What needs to be done -> Emit only the lines from the line containing "on the outstretched" through the last line of the entries, unchanged.

Exercise material ->
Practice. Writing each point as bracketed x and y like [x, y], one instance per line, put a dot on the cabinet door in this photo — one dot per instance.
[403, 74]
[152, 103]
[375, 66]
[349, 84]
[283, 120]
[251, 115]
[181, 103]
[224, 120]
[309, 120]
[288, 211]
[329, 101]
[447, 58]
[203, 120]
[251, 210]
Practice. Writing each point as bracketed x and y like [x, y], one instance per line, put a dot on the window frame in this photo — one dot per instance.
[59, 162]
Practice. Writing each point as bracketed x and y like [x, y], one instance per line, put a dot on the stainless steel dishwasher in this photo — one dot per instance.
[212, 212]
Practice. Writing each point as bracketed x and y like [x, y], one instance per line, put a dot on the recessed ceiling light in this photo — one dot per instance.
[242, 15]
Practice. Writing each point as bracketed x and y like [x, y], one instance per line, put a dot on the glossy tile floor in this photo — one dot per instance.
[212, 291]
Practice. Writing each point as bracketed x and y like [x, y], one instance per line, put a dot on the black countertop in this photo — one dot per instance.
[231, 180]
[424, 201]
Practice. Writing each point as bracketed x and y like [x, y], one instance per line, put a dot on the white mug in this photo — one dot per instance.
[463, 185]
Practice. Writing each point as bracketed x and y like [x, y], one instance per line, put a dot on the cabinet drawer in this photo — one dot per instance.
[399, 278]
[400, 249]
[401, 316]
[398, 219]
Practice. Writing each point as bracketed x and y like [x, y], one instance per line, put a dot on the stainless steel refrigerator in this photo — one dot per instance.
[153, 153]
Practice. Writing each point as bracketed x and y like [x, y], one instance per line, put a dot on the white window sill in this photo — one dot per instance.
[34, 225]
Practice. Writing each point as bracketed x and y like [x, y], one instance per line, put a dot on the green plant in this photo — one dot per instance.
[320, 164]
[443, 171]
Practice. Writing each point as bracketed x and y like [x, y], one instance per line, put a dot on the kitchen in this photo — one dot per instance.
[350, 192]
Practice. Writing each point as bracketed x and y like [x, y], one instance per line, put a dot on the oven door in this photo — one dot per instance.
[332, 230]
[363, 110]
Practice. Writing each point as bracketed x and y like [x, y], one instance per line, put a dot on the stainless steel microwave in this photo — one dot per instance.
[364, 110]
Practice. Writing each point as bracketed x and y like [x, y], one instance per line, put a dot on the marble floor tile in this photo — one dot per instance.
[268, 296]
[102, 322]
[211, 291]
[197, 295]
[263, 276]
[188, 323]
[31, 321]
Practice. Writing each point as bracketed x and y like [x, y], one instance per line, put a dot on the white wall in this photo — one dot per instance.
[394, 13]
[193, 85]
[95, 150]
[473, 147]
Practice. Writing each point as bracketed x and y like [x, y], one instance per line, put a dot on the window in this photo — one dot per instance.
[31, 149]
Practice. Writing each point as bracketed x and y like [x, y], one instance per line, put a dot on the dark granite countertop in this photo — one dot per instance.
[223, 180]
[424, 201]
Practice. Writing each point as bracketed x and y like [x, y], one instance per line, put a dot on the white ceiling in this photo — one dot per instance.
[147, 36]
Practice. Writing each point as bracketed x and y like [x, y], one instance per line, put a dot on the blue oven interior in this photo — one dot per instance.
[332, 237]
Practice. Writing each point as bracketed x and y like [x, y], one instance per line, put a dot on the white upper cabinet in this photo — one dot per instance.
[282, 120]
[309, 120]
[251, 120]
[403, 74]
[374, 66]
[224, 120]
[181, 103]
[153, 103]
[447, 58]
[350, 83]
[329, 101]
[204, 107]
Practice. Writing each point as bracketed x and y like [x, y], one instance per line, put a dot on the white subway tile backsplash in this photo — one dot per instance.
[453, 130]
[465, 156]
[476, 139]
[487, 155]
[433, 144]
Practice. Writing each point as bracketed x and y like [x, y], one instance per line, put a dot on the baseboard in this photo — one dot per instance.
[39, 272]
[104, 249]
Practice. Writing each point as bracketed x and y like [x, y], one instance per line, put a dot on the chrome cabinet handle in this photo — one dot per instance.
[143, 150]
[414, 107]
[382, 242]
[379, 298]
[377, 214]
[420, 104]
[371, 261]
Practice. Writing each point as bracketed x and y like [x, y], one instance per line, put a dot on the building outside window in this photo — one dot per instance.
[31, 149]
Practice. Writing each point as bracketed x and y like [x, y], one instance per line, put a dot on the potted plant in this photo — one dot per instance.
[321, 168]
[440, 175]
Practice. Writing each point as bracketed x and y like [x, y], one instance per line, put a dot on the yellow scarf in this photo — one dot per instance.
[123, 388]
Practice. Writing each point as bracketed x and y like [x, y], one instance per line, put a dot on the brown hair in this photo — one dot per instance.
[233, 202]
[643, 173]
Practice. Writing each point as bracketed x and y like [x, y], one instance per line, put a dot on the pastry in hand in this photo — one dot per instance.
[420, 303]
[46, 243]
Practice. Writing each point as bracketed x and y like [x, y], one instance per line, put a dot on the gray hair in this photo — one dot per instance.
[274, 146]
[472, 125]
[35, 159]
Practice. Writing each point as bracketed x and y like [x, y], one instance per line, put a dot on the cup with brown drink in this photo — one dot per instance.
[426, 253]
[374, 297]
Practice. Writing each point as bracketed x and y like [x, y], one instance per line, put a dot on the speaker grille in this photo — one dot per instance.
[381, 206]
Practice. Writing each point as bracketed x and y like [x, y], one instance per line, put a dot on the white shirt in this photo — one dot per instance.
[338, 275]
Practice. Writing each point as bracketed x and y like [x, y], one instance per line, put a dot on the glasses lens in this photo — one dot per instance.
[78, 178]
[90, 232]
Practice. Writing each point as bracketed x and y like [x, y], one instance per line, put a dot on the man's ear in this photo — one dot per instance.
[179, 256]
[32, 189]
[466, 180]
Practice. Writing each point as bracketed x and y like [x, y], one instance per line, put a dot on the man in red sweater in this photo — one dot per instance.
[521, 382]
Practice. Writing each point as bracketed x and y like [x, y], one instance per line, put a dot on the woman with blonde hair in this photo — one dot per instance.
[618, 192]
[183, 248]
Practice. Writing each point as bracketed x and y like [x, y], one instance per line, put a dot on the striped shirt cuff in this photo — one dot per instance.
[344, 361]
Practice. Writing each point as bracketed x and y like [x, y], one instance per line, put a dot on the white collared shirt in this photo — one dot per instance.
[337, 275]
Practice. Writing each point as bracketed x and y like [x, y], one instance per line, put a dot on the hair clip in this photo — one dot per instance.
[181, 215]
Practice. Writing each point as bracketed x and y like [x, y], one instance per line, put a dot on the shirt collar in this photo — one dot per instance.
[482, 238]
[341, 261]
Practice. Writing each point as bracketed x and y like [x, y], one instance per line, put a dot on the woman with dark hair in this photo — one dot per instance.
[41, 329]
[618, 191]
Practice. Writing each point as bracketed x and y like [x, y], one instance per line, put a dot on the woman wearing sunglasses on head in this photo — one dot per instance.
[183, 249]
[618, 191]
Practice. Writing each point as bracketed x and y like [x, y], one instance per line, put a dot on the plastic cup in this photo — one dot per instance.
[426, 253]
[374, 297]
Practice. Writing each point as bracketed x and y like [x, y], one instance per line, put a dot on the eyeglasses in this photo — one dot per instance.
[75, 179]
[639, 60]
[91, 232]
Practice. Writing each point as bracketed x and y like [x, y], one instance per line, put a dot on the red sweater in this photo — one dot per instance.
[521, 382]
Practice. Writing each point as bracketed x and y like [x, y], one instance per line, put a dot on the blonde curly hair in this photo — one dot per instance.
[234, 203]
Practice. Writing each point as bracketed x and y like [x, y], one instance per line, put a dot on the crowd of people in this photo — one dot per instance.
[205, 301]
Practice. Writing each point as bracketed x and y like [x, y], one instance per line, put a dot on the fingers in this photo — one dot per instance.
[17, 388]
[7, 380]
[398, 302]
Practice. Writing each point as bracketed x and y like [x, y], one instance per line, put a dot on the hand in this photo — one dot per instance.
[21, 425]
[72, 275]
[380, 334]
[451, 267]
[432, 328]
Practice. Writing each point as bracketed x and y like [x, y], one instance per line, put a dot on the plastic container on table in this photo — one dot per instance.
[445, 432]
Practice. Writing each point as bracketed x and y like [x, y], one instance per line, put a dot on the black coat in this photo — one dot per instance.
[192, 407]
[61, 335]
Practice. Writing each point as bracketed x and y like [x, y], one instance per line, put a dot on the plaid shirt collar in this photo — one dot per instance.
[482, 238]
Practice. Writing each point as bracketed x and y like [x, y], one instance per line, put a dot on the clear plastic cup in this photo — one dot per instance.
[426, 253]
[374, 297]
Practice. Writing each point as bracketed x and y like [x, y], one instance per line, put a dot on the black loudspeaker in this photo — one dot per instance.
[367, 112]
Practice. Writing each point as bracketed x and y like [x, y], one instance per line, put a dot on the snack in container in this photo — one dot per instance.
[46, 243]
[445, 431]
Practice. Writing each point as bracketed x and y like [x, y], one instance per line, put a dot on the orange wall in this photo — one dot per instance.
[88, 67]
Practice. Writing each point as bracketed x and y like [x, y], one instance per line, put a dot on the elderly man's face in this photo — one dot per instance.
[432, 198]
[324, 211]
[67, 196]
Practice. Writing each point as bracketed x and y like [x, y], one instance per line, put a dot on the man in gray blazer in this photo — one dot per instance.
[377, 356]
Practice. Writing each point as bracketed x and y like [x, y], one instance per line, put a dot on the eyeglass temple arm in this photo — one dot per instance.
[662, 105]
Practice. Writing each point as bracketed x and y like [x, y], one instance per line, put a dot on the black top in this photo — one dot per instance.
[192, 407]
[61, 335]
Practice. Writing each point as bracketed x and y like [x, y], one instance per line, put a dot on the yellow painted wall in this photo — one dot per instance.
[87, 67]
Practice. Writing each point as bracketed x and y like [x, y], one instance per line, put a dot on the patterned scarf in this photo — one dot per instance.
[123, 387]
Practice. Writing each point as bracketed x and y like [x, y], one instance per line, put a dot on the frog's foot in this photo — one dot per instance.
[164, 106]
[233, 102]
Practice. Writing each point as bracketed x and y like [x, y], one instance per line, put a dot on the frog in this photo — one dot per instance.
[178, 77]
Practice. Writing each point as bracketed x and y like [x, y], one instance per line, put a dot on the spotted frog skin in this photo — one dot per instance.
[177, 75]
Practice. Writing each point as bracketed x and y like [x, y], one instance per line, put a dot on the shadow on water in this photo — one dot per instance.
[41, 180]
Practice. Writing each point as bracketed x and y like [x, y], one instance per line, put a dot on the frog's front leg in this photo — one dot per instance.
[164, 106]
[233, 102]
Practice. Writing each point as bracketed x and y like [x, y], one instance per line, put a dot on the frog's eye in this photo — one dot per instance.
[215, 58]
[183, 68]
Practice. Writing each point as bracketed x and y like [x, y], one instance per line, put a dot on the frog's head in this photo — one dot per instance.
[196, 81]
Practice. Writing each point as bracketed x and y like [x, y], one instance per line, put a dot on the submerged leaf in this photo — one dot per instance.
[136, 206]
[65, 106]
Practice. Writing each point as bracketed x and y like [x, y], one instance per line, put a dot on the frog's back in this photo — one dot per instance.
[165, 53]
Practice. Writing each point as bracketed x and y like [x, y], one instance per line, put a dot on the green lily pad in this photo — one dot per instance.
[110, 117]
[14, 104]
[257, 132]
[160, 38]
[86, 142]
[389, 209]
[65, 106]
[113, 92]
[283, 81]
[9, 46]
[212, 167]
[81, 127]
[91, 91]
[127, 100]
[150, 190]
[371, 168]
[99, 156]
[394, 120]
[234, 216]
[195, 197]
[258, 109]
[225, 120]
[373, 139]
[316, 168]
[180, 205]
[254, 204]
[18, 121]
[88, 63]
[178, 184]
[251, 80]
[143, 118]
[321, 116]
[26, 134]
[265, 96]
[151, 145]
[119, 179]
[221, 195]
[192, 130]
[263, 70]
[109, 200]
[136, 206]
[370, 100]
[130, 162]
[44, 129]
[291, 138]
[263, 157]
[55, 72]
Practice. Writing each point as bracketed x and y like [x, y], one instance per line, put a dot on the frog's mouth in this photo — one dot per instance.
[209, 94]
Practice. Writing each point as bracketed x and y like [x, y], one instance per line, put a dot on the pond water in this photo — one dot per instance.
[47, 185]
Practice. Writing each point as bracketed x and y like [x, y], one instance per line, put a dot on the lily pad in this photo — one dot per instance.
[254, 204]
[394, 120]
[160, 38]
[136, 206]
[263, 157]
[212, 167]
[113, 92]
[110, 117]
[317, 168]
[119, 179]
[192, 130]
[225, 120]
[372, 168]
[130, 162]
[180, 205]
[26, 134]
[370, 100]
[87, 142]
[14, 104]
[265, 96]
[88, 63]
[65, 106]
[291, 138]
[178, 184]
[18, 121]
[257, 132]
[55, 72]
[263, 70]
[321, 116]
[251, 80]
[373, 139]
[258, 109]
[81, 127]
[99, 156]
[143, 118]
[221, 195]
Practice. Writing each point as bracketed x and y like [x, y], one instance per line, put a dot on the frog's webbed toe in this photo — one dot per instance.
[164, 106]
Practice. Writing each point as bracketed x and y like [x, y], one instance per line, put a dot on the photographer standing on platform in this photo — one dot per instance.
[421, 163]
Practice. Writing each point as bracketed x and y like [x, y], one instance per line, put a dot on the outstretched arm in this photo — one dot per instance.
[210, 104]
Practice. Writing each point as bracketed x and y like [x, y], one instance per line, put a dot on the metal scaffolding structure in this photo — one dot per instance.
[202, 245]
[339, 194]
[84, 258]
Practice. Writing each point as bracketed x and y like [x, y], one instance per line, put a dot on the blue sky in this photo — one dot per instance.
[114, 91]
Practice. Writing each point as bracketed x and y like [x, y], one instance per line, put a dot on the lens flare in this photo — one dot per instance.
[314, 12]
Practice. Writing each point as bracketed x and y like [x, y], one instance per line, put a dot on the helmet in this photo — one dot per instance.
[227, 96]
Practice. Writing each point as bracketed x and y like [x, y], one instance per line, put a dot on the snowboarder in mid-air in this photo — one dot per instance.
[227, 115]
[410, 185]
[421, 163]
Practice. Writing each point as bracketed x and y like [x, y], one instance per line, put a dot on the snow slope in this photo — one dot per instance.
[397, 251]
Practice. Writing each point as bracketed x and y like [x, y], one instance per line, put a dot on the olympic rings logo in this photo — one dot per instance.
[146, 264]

Exercise response ->
Practice. Writing each point as bracketed x and y like [x, y], one instance per line, put a dot on the outstretched arm in this photo — one dot per instance.
[210, 104]
Practice. Writing each point as bracketed x and y like [x, y], one instance per line, put a dot on the metal scaffolding structure in this photo — one dot per instance.
[202, 245]
[339, 194]
[84, 258]
Practice. Writing each point as bracketed x and y like [x, y], one instance per line, put a dot on the blue sky in this photo — one dot per instance.
[114, 91]
Practice. Writing each point as bracketed x and y like [x, y], one instance per line, put a dot on the lens flare in this photo — one dot per instance.
[314, 12]
Practice. Writing each point as bracketed x and y like [x, y], one instance per line, put a dot on the helmet in this photo — one dot per instance.
[227, 96]
Practice. Writing each point as bracketed x and y like [x, y], one instance per line, put a dot on the snowboarder in mid-air in this photo — one dot per instance.
[227, 115]
[410, 185]
[421, 163]
Practice. Writing each point as bracketed x and y like [x, y], one instance per line, put a dot on the snow slope in this photo — one dot per instance.
[397, 251]
Practice. Writing each point as bracketed x and y like [x, y], one instance per line, put a dot on the olympic rings logo in this photo — one dot per instance.
[146, 264]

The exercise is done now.